━━━━━ Data listing ━━━━━

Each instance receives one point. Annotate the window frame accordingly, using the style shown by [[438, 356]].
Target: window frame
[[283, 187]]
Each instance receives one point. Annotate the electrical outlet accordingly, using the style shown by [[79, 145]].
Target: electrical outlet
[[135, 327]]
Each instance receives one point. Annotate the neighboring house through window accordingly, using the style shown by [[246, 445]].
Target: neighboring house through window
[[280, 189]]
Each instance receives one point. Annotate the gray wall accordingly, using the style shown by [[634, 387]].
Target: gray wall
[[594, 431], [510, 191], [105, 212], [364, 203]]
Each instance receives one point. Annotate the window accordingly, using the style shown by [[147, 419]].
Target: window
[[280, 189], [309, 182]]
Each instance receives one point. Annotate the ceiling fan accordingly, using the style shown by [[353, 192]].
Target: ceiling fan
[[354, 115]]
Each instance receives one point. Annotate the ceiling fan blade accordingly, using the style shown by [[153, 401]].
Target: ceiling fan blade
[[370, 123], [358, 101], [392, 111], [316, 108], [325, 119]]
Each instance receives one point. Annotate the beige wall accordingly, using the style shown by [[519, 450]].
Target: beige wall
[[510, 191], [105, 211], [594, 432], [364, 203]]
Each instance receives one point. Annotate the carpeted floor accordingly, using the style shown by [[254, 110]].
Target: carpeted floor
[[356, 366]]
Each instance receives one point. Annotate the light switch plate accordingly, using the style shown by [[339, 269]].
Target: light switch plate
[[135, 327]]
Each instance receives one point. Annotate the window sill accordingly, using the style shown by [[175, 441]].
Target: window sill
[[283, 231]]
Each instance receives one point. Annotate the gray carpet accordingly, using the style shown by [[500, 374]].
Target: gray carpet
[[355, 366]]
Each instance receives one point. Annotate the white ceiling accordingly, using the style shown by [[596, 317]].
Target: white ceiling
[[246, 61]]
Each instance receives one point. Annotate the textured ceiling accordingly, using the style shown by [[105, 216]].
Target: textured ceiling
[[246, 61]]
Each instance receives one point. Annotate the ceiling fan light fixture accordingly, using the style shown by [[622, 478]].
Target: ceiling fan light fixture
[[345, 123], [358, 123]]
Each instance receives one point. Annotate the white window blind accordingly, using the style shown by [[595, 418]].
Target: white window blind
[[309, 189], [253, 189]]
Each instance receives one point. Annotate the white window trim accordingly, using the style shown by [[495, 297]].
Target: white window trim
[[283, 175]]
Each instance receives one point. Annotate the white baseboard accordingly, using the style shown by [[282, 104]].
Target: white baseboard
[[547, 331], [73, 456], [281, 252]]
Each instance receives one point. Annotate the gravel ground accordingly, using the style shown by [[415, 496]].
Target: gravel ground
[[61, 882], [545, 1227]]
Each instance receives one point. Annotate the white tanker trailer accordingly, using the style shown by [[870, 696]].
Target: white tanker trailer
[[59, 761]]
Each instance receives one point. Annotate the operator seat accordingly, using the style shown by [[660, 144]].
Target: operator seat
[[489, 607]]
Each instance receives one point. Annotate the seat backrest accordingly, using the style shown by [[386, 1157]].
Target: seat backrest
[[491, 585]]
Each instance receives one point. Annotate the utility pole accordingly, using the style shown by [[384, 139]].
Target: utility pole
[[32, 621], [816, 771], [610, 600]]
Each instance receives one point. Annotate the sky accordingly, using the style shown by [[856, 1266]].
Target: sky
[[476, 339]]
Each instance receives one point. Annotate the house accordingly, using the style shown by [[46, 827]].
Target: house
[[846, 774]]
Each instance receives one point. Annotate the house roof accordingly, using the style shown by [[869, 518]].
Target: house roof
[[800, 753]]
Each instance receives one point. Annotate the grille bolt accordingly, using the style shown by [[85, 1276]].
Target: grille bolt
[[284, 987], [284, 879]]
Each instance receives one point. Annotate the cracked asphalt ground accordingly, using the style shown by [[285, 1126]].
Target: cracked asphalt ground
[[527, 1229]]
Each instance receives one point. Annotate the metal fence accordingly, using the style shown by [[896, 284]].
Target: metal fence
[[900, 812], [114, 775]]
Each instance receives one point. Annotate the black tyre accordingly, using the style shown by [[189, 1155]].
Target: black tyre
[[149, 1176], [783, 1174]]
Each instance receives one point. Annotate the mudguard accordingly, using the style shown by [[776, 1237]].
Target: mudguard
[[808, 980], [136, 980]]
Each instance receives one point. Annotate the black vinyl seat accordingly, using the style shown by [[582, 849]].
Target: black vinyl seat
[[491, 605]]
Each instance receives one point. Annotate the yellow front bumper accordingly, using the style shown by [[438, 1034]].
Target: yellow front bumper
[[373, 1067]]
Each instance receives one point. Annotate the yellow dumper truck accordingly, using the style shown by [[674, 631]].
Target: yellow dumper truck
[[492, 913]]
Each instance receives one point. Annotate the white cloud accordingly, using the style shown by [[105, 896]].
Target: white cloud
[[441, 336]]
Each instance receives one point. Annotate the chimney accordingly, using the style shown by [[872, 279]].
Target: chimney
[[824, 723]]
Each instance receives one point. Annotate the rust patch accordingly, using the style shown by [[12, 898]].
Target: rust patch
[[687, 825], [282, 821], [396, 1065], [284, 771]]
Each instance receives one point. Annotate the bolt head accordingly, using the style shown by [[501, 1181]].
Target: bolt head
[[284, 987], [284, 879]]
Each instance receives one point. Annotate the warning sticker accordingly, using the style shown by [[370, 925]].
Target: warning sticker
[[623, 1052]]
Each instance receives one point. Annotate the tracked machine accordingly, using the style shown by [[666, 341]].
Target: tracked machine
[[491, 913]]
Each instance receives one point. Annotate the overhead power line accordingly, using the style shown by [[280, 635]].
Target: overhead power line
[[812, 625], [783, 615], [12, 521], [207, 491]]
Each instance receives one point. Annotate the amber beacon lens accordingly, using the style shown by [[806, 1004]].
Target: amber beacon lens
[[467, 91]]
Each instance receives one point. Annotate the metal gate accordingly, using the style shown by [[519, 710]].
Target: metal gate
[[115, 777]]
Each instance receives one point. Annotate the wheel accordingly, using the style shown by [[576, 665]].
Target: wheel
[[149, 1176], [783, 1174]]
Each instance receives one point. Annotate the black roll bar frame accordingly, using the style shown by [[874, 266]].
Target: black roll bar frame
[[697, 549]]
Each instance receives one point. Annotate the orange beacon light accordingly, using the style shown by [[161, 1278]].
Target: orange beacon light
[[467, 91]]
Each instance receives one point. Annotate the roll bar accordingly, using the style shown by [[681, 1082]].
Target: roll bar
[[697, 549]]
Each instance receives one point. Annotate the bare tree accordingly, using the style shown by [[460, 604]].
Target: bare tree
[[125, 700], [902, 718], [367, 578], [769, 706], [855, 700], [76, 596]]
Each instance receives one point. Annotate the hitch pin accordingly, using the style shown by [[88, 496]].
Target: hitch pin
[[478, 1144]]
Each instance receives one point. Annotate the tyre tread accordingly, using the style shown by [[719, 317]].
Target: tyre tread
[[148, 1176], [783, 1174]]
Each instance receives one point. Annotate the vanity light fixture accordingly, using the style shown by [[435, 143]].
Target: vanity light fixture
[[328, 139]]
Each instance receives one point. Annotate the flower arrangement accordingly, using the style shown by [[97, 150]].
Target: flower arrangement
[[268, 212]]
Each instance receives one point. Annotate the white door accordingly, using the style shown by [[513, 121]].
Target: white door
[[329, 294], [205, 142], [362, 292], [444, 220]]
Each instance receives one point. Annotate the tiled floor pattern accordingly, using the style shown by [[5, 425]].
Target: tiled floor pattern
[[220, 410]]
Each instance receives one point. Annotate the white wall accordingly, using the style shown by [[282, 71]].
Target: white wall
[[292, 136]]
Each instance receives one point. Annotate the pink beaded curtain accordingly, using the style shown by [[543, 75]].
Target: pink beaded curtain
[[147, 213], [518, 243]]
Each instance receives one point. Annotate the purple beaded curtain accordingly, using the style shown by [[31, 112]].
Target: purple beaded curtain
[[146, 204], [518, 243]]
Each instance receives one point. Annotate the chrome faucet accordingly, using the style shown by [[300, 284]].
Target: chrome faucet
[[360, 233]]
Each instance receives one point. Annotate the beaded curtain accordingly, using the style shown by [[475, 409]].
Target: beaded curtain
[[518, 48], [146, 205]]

━━━━━

Objective = Locate the line that contains "Each instance receives one point. Annotate the tiled". Repeat it and every line after it, up to and including the final line, exactly.

Exercise result =
Each instance receives one point. Annotate the tiled floor pattern accordingly, using the style shown by [[5, 425]].
Target: tiled floor pattern
[[220, 410]]
Each instance receives one point. Annotate the white wall accordingly, using the style shown by [[282, 71]].
Target: white wall
[[292, 136]]
Each instance receives one point. Annotate the pink beaded curtain accordingly, using the style shown by [[543, 75]].
Target: pink beaded curtain
[[147, 213], [518, 243]]
Each instance receives one point. Annotate the purple beaded curtain accordingly, using the style shown by [[31, 112]].
Target: purple beaded curtain
[[146, 204], [518, 243]]
Each instance receives one point. Annotate the chrome faucet accordingly, using the style shown by [[300, 284]].
Target: chrome faucet
[[360, 233]]
Each instance receives one point. Annotate the beaded curtain accordingly, using the style shown by [[475, 409]].
Target: beaded curtain
[[518, 48], [146, 205]]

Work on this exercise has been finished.